» WORK INSTRUCTIONS:
Of the entries below, return exactly those lines that fall between the one containing "In the photograph above, where can the stainless" and the one containing "In the photograph above, where can the white framed", the two end lines included.

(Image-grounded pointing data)
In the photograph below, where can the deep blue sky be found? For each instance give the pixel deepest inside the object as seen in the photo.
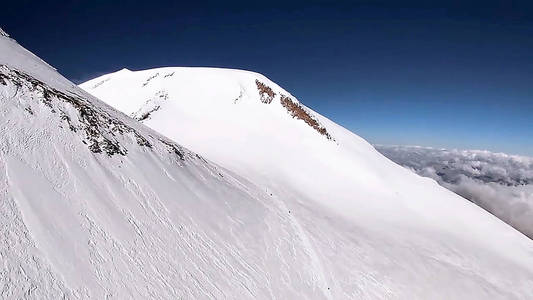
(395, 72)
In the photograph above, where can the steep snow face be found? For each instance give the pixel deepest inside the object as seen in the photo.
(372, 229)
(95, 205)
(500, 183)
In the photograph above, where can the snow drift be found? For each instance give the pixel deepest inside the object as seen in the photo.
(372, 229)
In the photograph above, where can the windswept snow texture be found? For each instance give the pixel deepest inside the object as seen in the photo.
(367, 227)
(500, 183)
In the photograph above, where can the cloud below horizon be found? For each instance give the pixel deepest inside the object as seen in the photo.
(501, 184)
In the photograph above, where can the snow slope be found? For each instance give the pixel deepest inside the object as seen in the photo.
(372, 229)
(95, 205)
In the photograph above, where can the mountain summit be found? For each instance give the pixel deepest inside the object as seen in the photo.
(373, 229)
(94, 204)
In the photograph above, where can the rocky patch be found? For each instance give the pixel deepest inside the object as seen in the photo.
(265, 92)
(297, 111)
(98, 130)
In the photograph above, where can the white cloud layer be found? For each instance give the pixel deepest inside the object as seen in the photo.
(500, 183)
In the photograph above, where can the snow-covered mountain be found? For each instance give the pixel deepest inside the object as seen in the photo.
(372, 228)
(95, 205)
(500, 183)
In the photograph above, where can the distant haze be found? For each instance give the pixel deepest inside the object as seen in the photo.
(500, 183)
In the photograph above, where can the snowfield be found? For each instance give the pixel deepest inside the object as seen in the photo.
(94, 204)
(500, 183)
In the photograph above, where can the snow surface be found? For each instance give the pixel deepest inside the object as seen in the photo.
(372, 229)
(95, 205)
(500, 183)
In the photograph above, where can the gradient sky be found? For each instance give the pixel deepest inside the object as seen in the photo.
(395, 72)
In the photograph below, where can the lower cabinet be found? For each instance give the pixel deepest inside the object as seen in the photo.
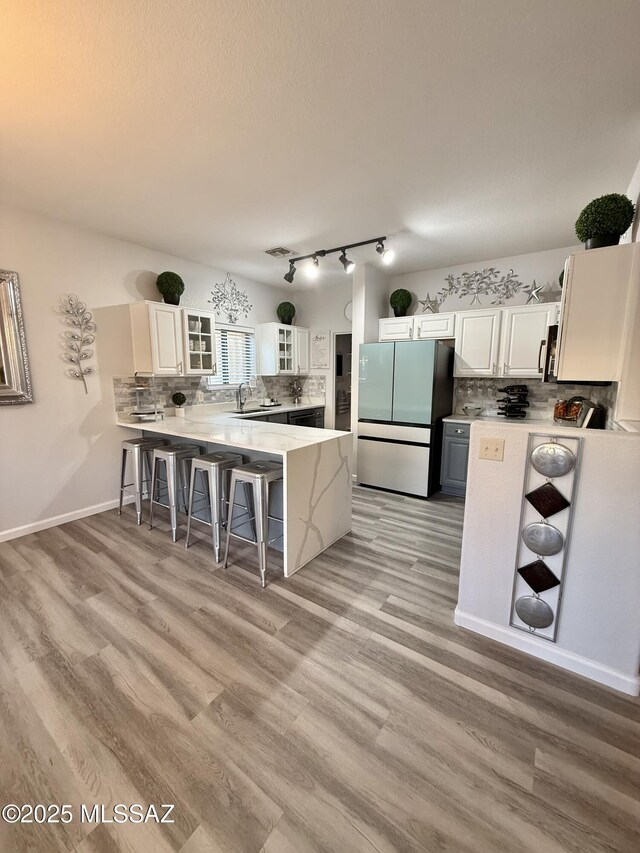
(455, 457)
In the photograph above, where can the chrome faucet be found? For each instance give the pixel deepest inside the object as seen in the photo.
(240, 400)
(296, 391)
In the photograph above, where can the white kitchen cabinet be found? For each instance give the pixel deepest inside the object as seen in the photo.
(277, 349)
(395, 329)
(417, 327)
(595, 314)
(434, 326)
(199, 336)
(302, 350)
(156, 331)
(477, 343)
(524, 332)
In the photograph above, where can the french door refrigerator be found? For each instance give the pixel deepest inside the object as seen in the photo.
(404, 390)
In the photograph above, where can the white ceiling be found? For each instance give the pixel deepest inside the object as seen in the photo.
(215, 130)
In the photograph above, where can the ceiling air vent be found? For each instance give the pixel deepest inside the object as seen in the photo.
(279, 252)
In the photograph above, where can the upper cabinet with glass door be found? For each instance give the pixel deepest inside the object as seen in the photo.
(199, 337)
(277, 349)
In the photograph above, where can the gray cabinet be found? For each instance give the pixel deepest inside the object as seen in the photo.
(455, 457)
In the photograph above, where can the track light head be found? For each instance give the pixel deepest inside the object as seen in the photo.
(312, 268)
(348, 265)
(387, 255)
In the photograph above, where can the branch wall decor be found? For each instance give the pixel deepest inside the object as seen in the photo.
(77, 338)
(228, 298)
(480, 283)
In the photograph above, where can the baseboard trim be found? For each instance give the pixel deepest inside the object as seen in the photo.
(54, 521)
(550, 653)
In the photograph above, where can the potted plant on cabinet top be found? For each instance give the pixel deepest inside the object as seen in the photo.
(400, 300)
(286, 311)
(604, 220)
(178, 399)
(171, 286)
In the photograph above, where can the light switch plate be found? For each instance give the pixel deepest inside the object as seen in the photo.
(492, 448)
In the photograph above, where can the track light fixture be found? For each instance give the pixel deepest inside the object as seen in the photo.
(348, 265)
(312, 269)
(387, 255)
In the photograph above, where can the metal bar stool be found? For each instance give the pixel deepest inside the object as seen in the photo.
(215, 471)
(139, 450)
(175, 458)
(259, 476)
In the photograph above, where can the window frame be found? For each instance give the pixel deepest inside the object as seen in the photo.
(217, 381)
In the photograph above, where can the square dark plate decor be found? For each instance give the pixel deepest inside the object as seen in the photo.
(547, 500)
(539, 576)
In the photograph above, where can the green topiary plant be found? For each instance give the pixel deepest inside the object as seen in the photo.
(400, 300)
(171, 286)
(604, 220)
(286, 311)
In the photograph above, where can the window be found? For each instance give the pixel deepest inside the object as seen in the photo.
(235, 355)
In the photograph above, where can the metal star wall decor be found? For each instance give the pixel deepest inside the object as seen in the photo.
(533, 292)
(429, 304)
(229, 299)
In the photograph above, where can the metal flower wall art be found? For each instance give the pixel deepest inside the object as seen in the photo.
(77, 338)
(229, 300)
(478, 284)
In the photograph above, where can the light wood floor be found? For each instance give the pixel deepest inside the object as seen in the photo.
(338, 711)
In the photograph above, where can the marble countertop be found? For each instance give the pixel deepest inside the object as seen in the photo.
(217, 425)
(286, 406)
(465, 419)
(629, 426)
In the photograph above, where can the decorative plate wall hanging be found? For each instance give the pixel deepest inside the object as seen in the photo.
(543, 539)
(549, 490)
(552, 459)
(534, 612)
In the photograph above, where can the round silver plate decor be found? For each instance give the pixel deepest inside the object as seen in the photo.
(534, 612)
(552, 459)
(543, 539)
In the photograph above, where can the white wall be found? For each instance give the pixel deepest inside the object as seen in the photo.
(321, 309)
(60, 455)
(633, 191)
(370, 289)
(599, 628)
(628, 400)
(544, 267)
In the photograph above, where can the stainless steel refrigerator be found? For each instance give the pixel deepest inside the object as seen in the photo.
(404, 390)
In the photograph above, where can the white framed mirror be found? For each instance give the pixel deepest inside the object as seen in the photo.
--
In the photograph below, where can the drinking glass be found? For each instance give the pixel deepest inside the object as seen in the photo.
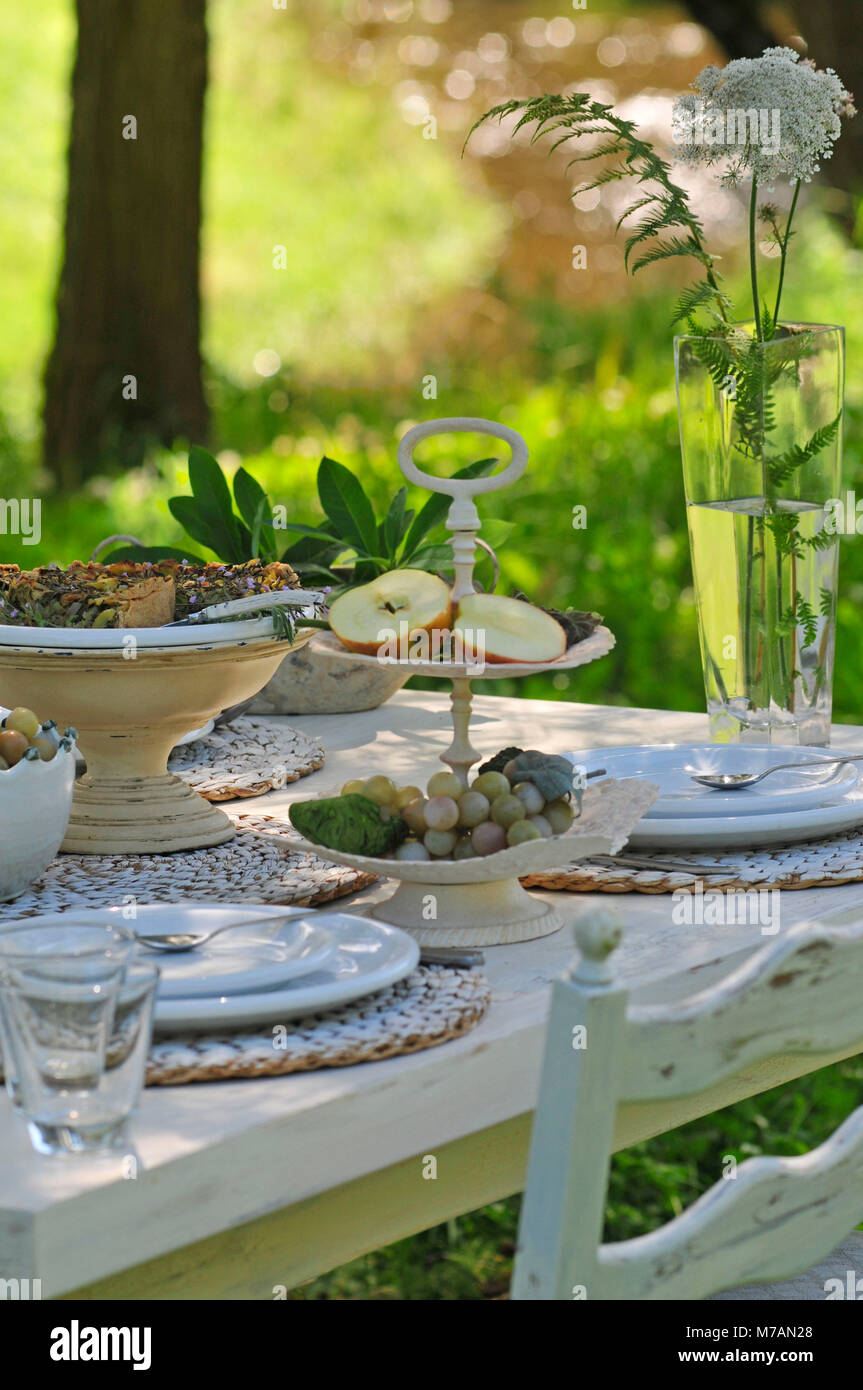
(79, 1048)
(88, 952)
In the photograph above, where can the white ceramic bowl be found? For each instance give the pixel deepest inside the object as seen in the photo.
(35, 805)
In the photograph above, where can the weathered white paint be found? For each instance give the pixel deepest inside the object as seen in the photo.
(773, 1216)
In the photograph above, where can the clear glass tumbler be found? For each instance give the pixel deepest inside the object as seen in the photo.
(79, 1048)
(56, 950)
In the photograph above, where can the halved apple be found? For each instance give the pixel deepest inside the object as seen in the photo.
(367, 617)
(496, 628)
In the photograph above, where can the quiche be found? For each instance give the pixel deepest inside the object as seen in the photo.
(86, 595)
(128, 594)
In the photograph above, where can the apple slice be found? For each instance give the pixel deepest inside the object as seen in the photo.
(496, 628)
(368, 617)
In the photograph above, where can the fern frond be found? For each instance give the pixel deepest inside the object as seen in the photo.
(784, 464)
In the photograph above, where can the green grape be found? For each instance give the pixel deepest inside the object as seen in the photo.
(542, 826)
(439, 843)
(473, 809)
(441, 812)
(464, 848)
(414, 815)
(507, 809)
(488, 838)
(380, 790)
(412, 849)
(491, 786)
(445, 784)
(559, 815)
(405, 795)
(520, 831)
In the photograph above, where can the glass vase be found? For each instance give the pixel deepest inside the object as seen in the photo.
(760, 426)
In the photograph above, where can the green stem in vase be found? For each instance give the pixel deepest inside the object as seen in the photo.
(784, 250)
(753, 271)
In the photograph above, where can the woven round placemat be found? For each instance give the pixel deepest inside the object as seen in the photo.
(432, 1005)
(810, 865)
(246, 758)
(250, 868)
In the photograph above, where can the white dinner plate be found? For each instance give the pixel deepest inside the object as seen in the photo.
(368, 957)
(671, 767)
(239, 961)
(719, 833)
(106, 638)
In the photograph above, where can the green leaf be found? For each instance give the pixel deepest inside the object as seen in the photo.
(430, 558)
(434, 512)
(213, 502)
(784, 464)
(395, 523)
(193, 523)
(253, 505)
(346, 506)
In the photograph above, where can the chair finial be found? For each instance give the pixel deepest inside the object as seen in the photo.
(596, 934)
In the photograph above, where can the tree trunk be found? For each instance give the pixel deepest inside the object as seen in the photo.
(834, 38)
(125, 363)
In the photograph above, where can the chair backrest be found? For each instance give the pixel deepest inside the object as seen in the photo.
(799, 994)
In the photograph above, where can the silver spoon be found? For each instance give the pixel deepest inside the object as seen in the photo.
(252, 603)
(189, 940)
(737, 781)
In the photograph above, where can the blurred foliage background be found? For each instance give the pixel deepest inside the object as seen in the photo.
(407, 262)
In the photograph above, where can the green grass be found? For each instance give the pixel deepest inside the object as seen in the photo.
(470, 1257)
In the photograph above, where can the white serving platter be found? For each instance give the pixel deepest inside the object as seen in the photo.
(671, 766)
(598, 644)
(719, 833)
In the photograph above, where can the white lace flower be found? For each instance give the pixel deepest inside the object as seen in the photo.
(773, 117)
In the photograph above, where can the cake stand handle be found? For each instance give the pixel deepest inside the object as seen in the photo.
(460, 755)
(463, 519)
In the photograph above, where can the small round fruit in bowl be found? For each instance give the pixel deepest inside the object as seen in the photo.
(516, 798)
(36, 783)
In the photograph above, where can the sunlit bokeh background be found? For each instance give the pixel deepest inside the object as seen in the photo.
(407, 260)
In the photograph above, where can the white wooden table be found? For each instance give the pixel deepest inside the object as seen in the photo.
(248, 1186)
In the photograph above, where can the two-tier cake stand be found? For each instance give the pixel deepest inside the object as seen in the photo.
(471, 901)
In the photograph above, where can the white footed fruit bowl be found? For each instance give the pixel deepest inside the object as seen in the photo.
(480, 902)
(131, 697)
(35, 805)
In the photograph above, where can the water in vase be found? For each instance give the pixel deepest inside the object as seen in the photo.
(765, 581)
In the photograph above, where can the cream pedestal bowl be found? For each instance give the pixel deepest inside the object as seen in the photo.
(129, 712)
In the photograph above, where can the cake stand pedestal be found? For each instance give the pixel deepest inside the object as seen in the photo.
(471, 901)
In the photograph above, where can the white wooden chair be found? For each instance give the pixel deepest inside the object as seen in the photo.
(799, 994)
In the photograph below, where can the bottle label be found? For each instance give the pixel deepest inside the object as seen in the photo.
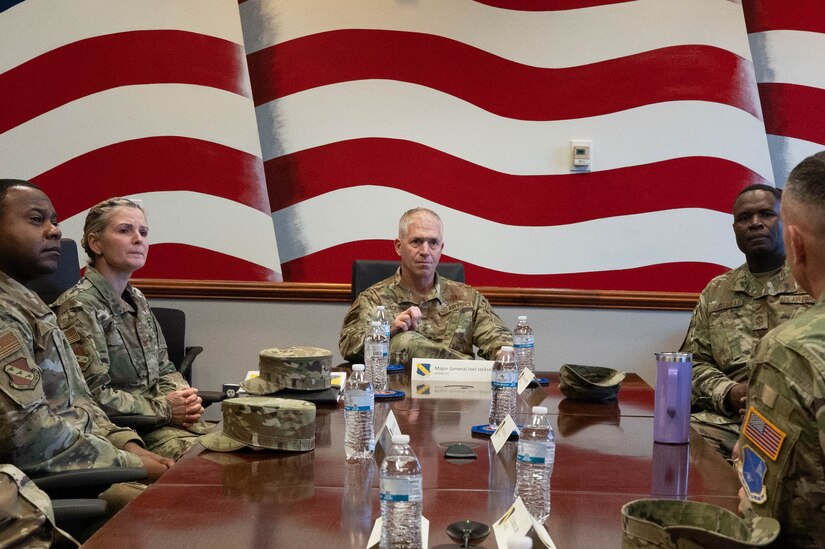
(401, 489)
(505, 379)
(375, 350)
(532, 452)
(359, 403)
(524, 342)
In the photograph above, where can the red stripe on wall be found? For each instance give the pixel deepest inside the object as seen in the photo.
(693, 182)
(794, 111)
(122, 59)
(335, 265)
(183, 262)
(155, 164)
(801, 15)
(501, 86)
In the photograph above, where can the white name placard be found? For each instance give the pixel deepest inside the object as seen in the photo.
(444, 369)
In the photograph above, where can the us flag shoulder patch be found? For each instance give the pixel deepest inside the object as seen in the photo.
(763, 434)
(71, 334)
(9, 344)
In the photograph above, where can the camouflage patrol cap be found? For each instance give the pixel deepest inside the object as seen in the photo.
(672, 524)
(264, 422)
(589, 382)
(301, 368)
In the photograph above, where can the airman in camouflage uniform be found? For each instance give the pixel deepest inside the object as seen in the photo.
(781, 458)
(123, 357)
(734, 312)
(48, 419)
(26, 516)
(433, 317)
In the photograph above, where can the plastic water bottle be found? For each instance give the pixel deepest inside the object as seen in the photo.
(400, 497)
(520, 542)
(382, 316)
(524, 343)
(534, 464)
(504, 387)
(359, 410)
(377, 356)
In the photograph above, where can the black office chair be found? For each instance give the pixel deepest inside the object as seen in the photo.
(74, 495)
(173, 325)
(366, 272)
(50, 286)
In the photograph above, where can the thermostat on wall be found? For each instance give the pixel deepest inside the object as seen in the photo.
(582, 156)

» RESULT BELOW:
In the photograph above, where can the stainless steel refrigerator be found? For each instance give the pixel deepest inside the object as seen in the photo.
(404, 390)
In the photograph above, where can the white framed mirror be found? For each instance give the pixel deepest inside the object as seen in the photo.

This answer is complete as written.